» **Metin**:
Çerezler iki ana kategoriden oluşuyor. Birinci taraf çerezleri; doğrudan etkileşimde bulunduğunuz bir web sitesi tarafından oluşturulur ve saklanır. Bu çerezler genellikle kullanıcı tercihlerini veya alışveriş sepetlerini hatırlamak gibi yalnızca onları oluşturan web sitesiyle ilgili amaçlar için kullanılır. Birinci taraf çerezlerinin genellikle sorunsuz olduğu kabul edilir. Üçüncü taraf çerezleri ise; halihazırda ziyaret ettiğiniz web sitesi dışındaki kuruluşlar tarafından oluşturulur ve saklanır. Bunlar, reklamcılıktan analize veya sosyal medyaya kadar çeşitli amaçlara hizmet eder. Bunlar birçok gizlilik savunucusu tarafından sorunlu kabul ediliyor. Çerezsiz gelecekten bahsederken biz de bu üçüncü taraf çerezlerinden bahsediyoruz. Bu çerezler genellikle reklam verenler ve sosyal medya platformları tarafından kişiselleştirilmiş reklamları kullanıcıya uyarlamak için kullanılıyor. Brave veya Firefox gibi birçok tarayıcı, üçüncü taraf izlemenin çalışmasını engelleyen çözümler geliştirdi ve Google'ın da onlara katılmasıyla çerezsiz bir gelecek hızla yaklaşıyor.

Google, Chrome ile tarayıcı pazarının yüzde 65'ini elinde tutuyor. Bu nedenle reklamcılık ortamını Google'ın izleyeceği yol şekillendirecek. Google, şu anda üçüncü taraf tanımlama bilgileriyle aynı anda var olacak yeni çözümü Privacy Sandbox çözümü üzerinde çalışıyor. Çerezlerin 2024 yılında kademeli olarak kaldırılacağının duyurulmasının ardından biz de sektör uzmanlarına, şimdi ne olacak diye sorduk. Bazı uzmanlara göre şu dönem, reklamcılığı baştan yazacak devrimsel bir dönüşümün taşlarını döşüyor. Yepyeni model ve teknolojiler bizi bekliyor. Hatta 2024 inovasyonda zirve yılı bile olabilir. Müşteri değil taraftar yaratmanın gerekeceğini düşünenler var. Bazı uzmanlar ise umutsuz. Dönüşümü az olan maliyetli reklamlar dönemine girdiğimizi düşünüyor… Evet çerez bitti, sırada ne var?

» **Yapılacaklar**:
[1] Çerezler metninde "Google, Chrome ile" ifadesinden başlayıp "sırada ne var?" ifadesine kadar uzanan kısmın tamamını harfi harfine yeniden yazabilir misiniz?
[2] Çerezler metnindeki "Google, Chrome ile tarayıcı pazarının yüzde 65'ini elinde tutuyor." cümlesini İngilizceye nasıl çevirirsiniz?
Yalnızca metindeki bilgilere dayanın.

» **Mevcut Veriler**:

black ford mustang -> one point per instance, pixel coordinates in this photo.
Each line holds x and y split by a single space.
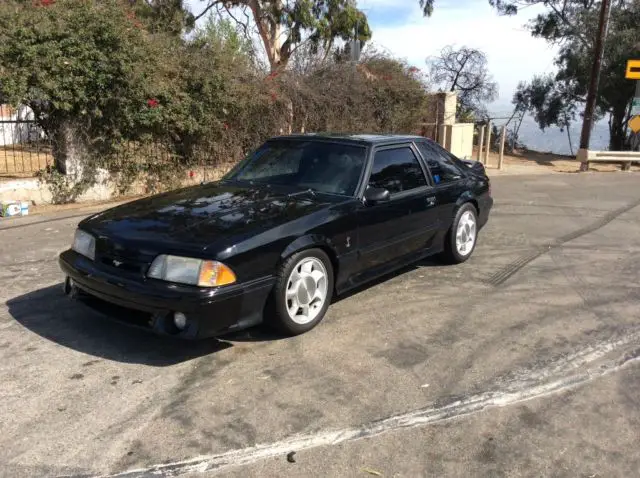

» **Alıştırma Cevapları**:
[1]
Google, Chrome ile tarayıcı pazarının yüzde 65'ini elinde tutuyor. Bu nedenle reklamcılık ortamını Google'ın izleyeceği yol şekillendirecek. Google, şu anda üçüncü taraf tanımlama bilgileriyle aynı anda var olacak yeni çözümü Privacy Sandbox çözümü üzerinde çalışıyor. Çerezlerin 2024 yılında kademeli olarak kaldırılacağının duyurulmasının ardından biz de sektör uzmanlarına, şimdi ne olacak diye sorduk. Bazı uzmanlara göre şu dönem, reklamcılığı baştan yazacak devrimsel bir dönüşümün taşlarını döşüyor. Yepyeni model ve teknolojiler bizi bekliyor. Hatta 2024 inovasyonda zirve yılı bile olabilir. Müşteri değil taraftar yaratmanın gerekeceğini düşünenler var. Bazı uzmanlar ise umutsuz. Dönüşümü az olan maliyetli reklamlar dönemine girdiğimizi düşünüyor… Evet çerez bitti, sırada ne var?

[2] With Chrome, Google holds 65 percent of the browser market.